## Supplied passage
== Segment start ==

The bottom line: The vaccines work. They’ve brought cases to their lowest point yet, and because that improvement is the result of vaccines, there’s no reason to believe the virus will start gaining significant ground again any time soon.


And also,
What’s next: Cases and deaths are still soaring around the world, especially in the developing world, and the Biden administration is facing consistently mounting pressure to export more vaccines, now that the U.S. has contained the virus.


Immunity to the Coronavirus May Persist for Years, Scientists Find by Apoorva Mandavilli, NY Times, May 26, 2021.
Together, the studies suggest that most people who have recovered from Covid-19 and who were later immunized will not need boosters. Vaccinated people who were never infected most likely will need the shots, however, as will a minority who were infected but did not produce a robust immune response.


Gosh, that would be nice. And hey, it might offer a way to confirm one way or the other whether I had Covid in March 2020. I thought that would be forever uncertain.

== Segment end ==

## Data section
== Segment start ==

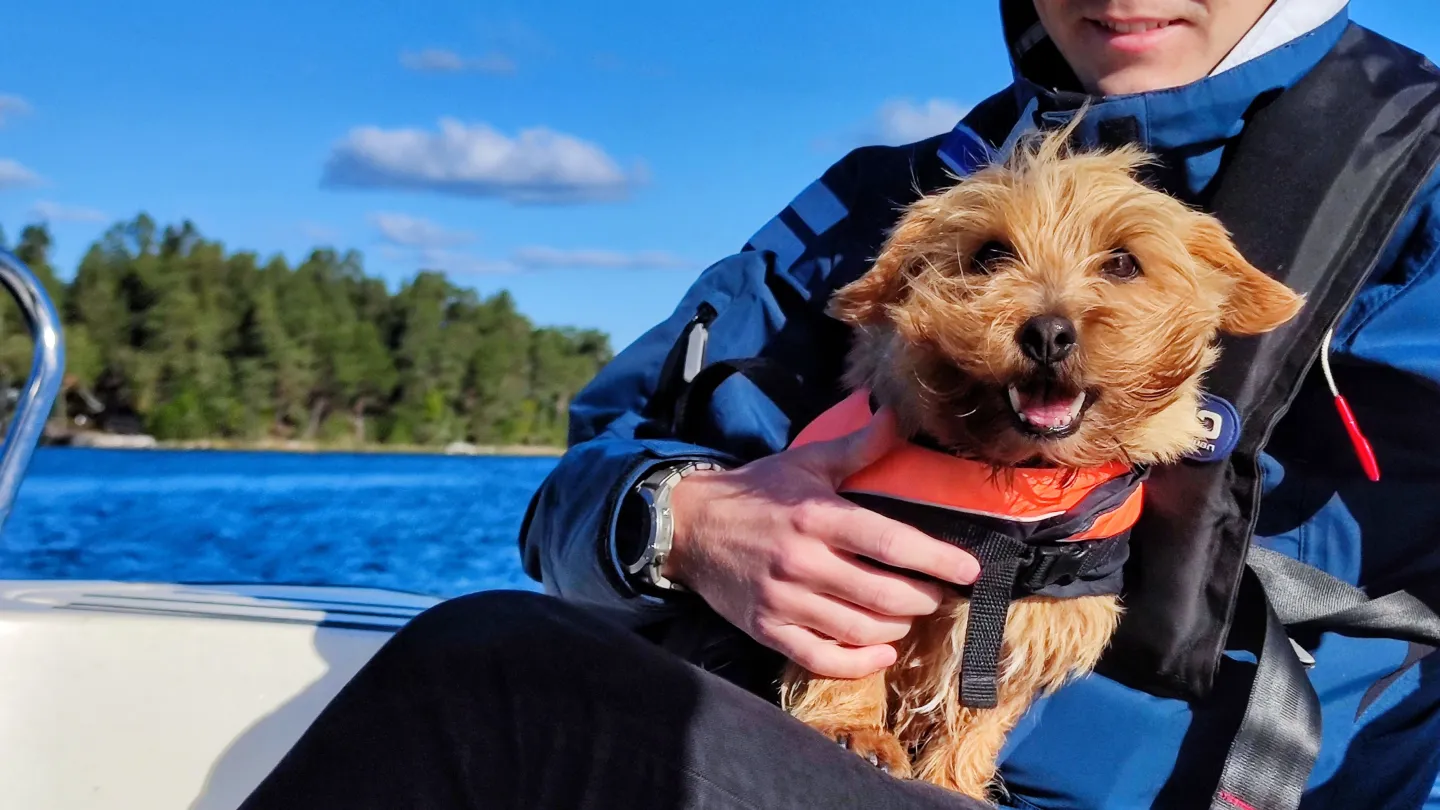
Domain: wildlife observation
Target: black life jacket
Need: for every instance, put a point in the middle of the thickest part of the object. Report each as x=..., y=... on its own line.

== Segment end ==

## Required action
Repeat the stretch of the vaccine passage from "The bottom line: The" through "contained the virus.". The data was taken from a separate source unrelated to the passage.

## Exercise output
The bottom line: The vaccines work. They’ve brought cases to their lowest point yet, and because that improvement is the result of vaccines, there’s no reason to believe the virus will start gaining significant ground again any time soon.


And also,
What’s next: Cases and deaths are still soaring around the world, especially in the developing world, and the Biden administration is facing consistently mounting pressure to export more vaccines, now that the U.S. has contained the virus.